_WHAT IS ASKED_
Quote verbatim the portion of the items below that begins with the line containing "detect the scooter" and ends with the line containing "left=504, top=452, right=524, bottom=472", including both of those lines.

_PROVIDED ENTRIES_
○ ○ ○

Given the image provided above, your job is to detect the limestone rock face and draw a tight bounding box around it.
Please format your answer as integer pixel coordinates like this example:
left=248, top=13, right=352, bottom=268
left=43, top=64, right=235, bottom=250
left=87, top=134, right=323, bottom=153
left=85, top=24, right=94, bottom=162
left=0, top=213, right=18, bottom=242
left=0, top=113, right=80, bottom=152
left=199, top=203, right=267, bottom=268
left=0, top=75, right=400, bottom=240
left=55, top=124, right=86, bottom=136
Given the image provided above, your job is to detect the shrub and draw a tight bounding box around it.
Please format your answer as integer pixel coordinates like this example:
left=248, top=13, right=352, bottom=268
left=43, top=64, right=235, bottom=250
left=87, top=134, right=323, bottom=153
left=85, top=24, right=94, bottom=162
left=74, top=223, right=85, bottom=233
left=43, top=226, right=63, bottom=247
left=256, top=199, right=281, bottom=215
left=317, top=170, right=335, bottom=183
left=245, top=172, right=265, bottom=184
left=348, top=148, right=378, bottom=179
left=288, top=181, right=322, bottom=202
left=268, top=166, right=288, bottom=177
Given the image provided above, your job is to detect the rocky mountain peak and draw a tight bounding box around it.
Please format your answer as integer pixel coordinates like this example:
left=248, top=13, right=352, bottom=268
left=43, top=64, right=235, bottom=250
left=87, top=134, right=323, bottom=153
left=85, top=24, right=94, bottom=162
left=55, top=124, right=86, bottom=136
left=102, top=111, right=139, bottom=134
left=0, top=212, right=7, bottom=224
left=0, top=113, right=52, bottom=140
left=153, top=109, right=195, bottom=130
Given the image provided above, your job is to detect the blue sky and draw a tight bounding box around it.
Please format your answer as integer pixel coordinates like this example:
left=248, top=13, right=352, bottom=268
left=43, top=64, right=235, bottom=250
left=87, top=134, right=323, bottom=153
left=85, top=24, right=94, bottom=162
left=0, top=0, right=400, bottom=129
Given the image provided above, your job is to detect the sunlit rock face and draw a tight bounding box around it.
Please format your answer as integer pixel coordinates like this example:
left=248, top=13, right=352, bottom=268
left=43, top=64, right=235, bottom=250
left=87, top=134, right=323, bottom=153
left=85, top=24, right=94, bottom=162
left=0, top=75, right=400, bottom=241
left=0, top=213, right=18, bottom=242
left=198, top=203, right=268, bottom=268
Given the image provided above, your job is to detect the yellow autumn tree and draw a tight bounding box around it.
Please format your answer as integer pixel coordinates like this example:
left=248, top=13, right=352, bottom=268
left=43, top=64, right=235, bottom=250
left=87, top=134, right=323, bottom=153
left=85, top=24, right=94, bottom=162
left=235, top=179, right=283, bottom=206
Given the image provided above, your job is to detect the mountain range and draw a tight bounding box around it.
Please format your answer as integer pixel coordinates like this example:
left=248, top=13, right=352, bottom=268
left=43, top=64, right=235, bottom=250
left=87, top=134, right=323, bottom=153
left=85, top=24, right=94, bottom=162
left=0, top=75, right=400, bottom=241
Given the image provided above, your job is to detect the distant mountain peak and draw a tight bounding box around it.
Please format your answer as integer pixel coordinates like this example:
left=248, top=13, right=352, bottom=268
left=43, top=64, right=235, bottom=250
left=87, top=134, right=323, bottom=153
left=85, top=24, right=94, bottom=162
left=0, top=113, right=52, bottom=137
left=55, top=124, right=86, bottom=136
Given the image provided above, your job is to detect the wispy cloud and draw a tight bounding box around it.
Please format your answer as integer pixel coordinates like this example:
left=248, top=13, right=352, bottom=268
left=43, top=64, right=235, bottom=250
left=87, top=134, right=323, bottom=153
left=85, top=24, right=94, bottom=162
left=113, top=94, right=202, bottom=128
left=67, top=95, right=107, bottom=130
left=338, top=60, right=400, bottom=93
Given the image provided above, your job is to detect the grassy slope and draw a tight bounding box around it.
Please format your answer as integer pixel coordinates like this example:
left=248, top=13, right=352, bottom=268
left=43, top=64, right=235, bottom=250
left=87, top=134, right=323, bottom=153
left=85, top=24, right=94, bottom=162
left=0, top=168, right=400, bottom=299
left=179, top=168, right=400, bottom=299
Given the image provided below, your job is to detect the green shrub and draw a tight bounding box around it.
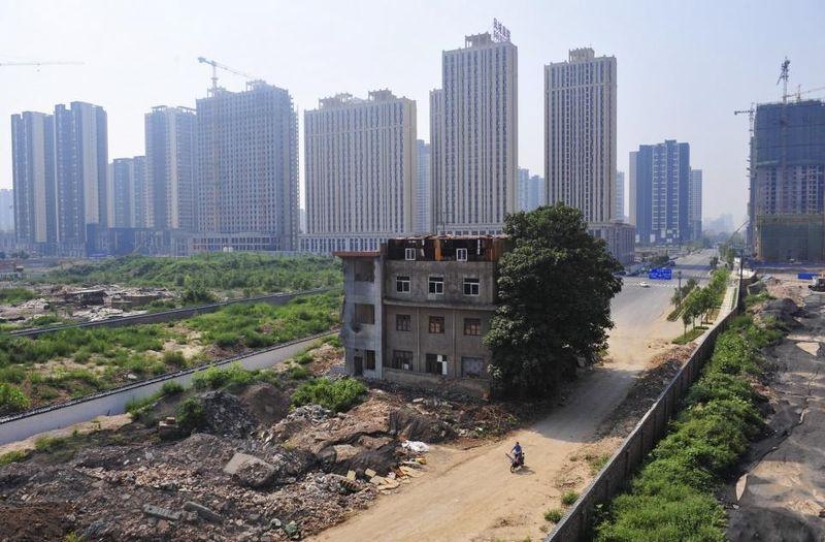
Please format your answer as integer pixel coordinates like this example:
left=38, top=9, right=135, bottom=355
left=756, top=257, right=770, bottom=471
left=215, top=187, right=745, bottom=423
left=192, top=362, right=258, bottom=390
left=544, top=508, right=564, bottom=523
left=34, top=437, right=67, bottom=452
left=295, top=352, right=315, bottom=365
left=177, top=397, right=206, bottom=434
left=596, top=317, right=781, bottom=542
left=0, top=450, right=29, bottom=467
left=163, top=350, right=186, bottom=369
left=561, top=489, right=579, bottom=506
left=126, top=393, right=161, bottom=418
left=0, top=384, right=31, bottom=412
left=287, top=365, right=312, bottom=380
left=292, top=378, right=367, bottom=412
left=160, top=380, right=183, bottom=396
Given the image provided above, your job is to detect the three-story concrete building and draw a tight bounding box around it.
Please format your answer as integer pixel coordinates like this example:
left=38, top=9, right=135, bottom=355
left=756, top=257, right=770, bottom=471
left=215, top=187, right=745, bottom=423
left=336, top=236, right=507, bottom=395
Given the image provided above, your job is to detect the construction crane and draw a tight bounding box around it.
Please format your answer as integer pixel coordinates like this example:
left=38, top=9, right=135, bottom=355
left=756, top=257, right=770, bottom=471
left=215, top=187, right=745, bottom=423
left=776, top=57, right=791, bottom=103
left=0, top=62, right=83, bottom=68
left=198, top=56, right=260, bottom=95
left=785, top=86, right=825, bottom=102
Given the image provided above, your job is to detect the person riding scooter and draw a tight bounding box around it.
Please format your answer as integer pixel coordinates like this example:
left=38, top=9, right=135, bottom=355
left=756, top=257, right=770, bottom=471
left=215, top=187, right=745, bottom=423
left=510, top=441, right=524, bottom=470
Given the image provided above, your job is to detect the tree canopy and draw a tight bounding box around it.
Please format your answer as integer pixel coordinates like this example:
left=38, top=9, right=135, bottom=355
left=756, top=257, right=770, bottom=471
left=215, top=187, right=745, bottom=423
left=486, top=204, right=622, bottom=395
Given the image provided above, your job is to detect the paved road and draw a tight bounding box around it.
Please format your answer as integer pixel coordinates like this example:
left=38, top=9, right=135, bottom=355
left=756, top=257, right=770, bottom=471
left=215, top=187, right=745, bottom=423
left=310, top=252, right=711, bottom=542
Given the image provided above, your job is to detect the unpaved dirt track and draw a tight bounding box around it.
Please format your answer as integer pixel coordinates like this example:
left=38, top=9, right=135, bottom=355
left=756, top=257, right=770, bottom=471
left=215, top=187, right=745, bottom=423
left=309, top=255, right=709, bottom=542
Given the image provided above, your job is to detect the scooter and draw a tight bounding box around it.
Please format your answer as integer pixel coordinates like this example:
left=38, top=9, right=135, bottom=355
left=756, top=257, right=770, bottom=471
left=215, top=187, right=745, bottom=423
left=504, top=452, right=524, bottom=472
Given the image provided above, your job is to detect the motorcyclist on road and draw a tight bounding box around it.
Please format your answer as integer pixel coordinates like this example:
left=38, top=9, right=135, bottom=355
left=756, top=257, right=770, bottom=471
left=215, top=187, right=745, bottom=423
left=512, top=441, right=524, bottom=465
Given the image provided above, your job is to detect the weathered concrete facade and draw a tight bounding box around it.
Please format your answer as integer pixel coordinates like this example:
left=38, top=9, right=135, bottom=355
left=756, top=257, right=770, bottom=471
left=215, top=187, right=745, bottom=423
left=336, top=236, right=506, bottom=395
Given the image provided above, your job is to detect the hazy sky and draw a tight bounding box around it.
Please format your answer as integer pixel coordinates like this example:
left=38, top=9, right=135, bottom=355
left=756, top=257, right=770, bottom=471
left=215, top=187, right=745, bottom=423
left=0, top=0, right=825, bottom=226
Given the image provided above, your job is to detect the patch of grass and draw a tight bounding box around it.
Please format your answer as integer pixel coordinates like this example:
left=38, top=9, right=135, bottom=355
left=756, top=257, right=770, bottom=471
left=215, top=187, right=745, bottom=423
left=163, top=350, right=186, bottom=369
left=561, top=489, right=579, bottom=506
left=176, top=397, right=206, bottom=435
left=596, top=317, right=781, bottom=541
left=0, top=450, right=29, bottom=467
left=126, top=392, right=163, bottom=418
left=0, top=384, right=31, bottom=413
left=671, top=326, right=708, bottom=344
left=34, top=437, right=68, bottom=452
left=292, top=378, right=367, bottom=412
left=160, top=380, right=183, bottom=396
left=544, top=508, right=564, bottom=523
left=192, top=363, right=258, bottom=390
left=0, top=288, right=37, bottom=305
left=584, top=454, right=610, bottom=475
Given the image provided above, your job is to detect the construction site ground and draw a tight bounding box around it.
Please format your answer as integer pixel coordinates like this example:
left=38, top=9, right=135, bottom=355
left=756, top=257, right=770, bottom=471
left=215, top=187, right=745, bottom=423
left=0, top=292, right=690, bottom=542
left=723, top=275, right=825, bottom=542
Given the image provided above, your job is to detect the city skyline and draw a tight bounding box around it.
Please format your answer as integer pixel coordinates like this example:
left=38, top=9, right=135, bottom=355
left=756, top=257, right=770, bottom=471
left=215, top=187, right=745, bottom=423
left=0, top=1, right=825, bottom=226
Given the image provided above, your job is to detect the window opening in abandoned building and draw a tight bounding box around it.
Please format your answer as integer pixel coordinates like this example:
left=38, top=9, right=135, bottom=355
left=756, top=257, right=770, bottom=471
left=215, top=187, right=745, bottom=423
left=364, top=350, right=375, bottom=371
left=395, top=314, right=412, bottom=331
left=464, top=318, right=481, bottom=335
left=426, top=354, right=447, bottom=376
left=384, top=350, right=413, bottom=371
left=355, top=303, right=375, bottom=324
left=355, top=260, right=375, bottom=282
left=464, top=278, right=480, bottom=295
left=461, top=356, right=486, bottom=378
left=395, top=275, right=410, bottom=294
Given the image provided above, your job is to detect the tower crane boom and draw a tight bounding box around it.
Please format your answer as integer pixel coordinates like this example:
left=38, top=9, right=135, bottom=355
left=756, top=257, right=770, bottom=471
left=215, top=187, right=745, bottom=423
left=198, top=56, right=260, bottom=94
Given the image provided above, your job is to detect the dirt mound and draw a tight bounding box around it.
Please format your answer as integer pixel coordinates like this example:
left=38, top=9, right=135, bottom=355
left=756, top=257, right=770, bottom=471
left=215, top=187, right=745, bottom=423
left=760, top=297, right=805, bottom=328
left=390, top=407, right=456, bottom=443
left=726, top=508, right=818, bottom=542
left=200, top=391, right=255, bottom=438
left=240, top=384, right=289, bottom=425
left=0, top=502, right=74, bottom=542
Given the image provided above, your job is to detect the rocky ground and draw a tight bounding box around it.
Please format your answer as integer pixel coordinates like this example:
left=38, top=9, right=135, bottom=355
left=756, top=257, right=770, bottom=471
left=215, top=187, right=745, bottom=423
left=0, top=346, right=544, bottom=541
left=723, top=277, right=825, bottom=542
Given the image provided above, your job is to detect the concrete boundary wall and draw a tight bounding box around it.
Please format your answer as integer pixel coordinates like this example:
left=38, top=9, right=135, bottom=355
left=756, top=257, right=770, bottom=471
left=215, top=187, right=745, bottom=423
left=544, top=288, right=739, bottom=542
left=9, top=286, right=341, bottom=339
left=0, top=331, right=333, bottom=445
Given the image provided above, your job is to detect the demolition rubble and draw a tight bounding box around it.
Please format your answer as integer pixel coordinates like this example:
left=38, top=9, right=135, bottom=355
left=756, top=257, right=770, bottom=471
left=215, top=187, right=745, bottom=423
left=0, top=372, right=536, bottom=542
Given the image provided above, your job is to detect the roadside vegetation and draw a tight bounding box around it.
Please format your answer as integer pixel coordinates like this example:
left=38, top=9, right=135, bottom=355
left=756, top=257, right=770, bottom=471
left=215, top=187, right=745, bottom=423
left=485, top=204, right=622, bottom=397
left=43, top=252, right=342, bottom=295
left=596, top=316, right=783, bottom=542
left=0, top=291, right=341, bottom=416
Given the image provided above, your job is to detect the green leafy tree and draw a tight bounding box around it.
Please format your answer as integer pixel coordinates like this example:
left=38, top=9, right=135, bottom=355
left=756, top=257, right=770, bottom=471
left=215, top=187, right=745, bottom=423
left=485, top=204, right=622, bottom=395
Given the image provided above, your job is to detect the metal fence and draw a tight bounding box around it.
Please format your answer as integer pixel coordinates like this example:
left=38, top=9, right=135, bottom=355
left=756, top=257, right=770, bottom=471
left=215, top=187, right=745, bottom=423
left=544, top=288, right=739, bottom=542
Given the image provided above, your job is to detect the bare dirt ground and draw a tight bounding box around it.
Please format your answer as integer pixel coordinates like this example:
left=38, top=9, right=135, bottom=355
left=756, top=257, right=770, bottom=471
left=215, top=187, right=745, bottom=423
left=310, top=308, right=681, bottom=542
left=727, top=277, right=825, bottom=542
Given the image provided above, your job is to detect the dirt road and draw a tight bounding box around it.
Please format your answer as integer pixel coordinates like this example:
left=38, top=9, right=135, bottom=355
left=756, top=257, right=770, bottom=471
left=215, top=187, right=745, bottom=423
left=310, top=286, right=682, bottom=542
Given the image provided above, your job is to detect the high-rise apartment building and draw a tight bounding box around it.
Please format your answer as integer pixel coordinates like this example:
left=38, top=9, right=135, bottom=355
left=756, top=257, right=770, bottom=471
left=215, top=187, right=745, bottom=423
left=613, top=171, right=624, bottom=220
left=0, top=188, right=14, bottom=232
left=54, top=102, right=109, bottom=256
left=430, top=31, right=518, bottom=235
left=749, top=100, right=825, bottom=261
left=630, top=140, right=692, bottom=245
left=303, top=90, right=418, bottom=253
left=544, top=48, right=622, bottom=223
left=108, top=156, right=149, bottom=228
left=414, top=139, right=433, bottom=234
left=144, top=106, right=197, bottom=231
left=516, top=167, right=530, bottom=211
left=544, top=47, right=635, bottom=264
left=11, top=111, right=57, bottom=254
left=196, top=81, right=298, bottom=251
left=525, top=175, right=547, bottom=211
left=688, top=169, right=702, bottom=241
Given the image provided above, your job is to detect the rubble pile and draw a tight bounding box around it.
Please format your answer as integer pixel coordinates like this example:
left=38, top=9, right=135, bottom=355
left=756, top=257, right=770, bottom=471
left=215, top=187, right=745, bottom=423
left=0, top=384, right=540, bottom=542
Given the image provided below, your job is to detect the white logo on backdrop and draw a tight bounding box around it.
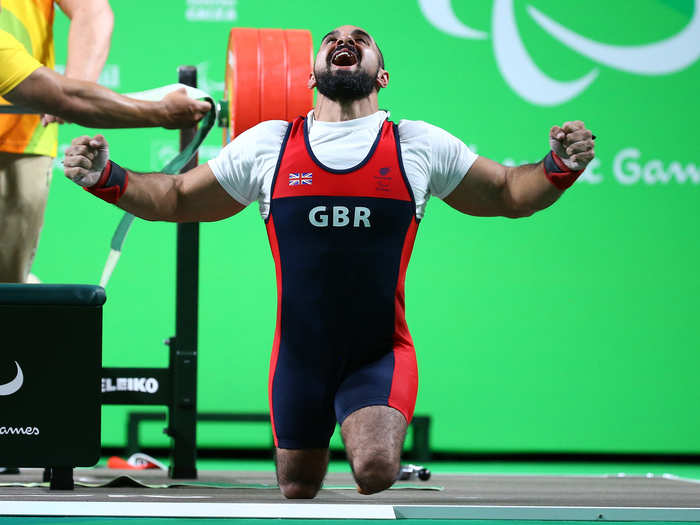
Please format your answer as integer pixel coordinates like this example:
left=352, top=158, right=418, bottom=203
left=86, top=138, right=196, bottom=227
left=185, top=0, right=238, bottom=22
left=418, top=0, right=700, bottom=106
left=102, top=377, right=160, bottom=394
left=0, top=361, right=24, bottom=396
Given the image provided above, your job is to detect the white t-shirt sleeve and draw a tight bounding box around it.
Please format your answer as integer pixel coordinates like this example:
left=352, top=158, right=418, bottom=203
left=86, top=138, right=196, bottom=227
left=425, top=124, right=478, bottom=199
left=209, top=120, right=288, bottom=206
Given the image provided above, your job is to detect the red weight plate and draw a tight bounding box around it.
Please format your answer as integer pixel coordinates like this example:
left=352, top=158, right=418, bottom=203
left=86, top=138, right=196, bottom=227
left=260, top=29, right=288, bottom=122
left=227, top=27, right=260, bottom=138
left=284, top=29, right=314, bottom=120
left=224, top=27, right=313, bottom=145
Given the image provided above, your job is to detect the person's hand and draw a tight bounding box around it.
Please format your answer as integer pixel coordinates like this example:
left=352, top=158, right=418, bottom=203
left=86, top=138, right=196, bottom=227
left=63, top=135, right=109, bottom=188
left=41, top=114, right=66, bottom=127
left=549, top=120, right=595, bottom=171
left=162, top=88, right=211, bottom=129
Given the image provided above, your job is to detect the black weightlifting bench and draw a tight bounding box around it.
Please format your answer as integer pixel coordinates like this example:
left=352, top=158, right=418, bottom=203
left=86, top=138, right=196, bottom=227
left=0, top=284, right=105, bottom=490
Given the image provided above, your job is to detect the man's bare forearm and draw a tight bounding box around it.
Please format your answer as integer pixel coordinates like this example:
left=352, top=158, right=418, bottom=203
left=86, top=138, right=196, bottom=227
left=505, top=162, right=564, bottom=217
left=117, top=170, right=182, bottom=222
left=5, top=67, right=169, bottom=128
left=59, top=74, right=167, bottom=128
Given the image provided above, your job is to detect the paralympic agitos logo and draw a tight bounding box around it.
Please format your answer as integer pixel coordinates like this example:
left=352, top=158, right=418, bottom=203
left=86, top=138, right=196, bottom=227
left=418, top=0, right=700, bottom=106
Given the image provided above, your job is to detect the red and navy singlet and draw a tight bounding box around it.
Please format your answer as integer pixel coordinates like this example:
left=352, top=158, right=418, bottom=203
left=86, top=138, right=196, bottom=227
left=266, top=117, right=418, bottom=449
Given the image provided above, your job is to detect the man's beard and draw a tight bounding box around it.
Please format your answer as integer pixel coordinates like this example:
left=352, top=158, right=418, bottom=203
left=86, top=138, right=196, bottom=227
left=315, top=69, right=376, bottom=102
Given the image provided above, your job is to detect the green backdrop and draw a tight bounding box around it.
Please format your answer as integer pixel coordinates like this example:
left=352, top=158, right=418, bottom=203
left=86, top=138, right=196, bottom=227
left=33, top=0, right=700, bottom=454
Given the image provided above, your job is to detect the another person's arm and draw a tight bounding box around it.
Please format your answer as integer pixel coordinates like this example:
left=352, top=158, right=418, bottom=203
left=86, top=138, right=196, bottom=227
left=444, top=121, right=595, bottom=218
left=63, top=135, right=245, bottom=222
left=4, top=66, right=210, bottom=128
left=42, top=0, right=114, bottom=125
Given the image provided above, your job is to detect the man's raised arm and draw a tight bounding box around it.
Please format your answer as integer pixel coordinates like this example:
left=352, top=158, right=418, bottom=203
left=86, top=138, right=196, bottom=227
left=63, top=135, right=244, bottom=222
left=5, top=67, right=211, bottom=128
left=444, top=120, right=595, bottom=218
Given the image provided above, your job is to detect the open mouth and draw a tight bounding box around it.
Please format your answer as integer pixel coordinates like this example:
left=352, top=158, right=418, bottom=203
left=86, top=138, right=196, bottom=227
left=331, top=47, right=359, bottom=67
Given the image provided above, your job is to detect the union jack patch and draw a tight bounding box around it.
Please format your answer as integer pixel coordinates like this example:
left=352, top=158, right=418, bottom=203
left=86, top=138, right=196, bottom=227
left=289, top=173, right=313, bottom=186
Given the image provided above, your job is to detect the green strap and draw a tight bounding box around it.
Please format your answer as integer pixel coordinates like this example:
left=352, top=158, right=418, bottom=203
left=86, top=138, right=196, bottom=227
left=110, top=98, right=216, bottom=252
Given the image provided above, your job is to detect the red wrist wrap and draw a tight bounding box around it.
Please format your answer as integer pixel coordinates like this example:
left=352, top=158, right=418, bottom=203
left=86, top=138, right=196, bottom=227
left=544, top=151, right=583, bottom=190
left=84, top=160, right=129, bottom=204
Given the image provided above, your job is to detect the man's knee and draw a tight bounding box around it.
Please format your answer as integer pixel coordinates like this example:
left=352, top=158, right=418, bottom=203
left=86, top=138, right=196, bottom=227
left=280, top=481, right=321, bottom=499
left=352, top=455, right=400, bottom=494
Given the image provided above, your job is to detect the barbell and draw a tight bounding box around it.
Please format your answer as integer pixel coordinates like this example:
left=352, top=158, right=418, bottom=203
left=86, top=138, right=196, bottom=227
left=0, top=27, right=313, bottom=145
left=219, top=27, right=313, bottom=141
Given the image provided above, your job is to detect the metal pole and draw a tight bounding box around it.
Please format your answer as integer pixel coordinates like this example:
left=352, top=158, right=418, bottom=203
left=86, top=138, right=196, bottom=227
left=167, top=66, right=199, bottom=479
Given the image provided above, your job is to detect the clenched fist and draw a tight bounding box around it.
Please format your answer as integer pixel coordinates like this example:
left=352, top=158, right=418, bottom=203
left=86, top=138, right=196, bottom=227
left=63, top=135, right=109, bottom=188
left=549, top=120, right=595, bottom=171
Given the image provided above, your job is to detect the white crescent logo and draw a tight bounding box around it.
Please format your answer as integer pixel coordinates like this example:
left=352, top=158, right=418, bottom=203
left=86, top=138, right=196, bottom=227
left=0, top=361, right=24, bottom=396
left=418, top=0, right=700, bottom=106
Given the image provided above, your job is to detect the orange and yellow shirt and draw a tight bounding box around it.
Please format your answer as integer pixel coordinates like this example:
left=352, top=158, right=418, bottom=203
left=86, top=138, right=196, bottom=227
left=0, top=0, right=58, bottom=157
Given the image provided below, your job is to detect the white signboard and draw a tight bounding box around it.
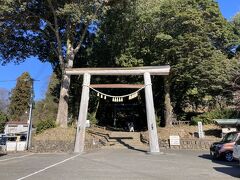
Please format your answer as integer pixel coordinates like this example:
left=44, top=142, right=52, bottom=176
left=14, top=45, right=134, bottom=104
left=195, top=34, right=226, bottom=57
left=169, top=136, right=180, bottom=146
left=198, top=122, right=204, bottom=138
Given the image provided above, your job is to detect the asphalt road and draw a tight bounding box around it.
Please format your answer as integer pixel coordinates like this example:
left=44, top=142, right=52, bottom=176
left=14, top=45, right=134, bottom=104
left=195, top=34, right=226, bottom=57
left=0, top=149, right=240, bottom=180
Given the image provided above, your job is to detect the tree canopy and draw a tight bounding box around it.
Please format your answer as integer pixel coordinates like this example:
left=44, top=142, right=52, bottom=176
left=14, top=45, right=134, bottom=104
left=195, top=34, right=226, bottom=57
left=8, top=72, right=32, bottom=121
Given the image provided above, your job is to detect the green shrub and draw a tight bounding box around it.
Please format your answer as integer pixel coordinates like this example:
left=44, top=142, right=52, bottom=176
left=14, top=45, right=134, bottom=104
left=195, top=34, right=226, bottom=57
left=36, top=120, right=56, bottom=133
left=191, top=109, right=238, bottom=125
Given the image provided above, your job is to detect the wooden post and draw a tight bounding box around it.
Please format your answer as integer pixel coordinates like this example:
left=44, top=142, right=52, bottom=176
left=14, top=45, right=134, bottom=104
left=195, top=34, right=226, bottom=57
left=144, top=72, right=160, bottom=153
left=74, top=73, right=91, bottom=153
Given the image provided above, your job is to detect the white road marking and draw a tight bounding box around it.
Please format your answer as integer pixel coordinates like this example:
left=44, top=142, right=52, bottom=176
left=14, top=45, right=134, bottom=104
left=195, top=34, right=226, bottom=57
left=0, top=153, right=33, bottom=162
left=17, top=154, right=81, bottom=180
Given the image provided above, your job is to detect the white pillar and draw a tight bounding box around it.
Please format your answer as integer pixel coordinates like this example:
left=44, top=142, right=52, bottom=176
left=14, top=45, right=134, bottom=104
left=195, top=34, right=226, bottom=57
left=144, top=72, right=160, bottom=153
left=74, top=73, right=91, bottom=153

○ ○ ○

_TASK OUTPUT_
Given the image provided above, your job is to detect the scooter and draw a tight bounding box around it.
Please format your answer as integer pixel coordinates like this example:
left=38, top=9, right=135, bottom=355
left=756, top=257, right=770, bottom=471
left=215, top=187, right=745, bottom=423
left=504, top=452, right=524, bottom=472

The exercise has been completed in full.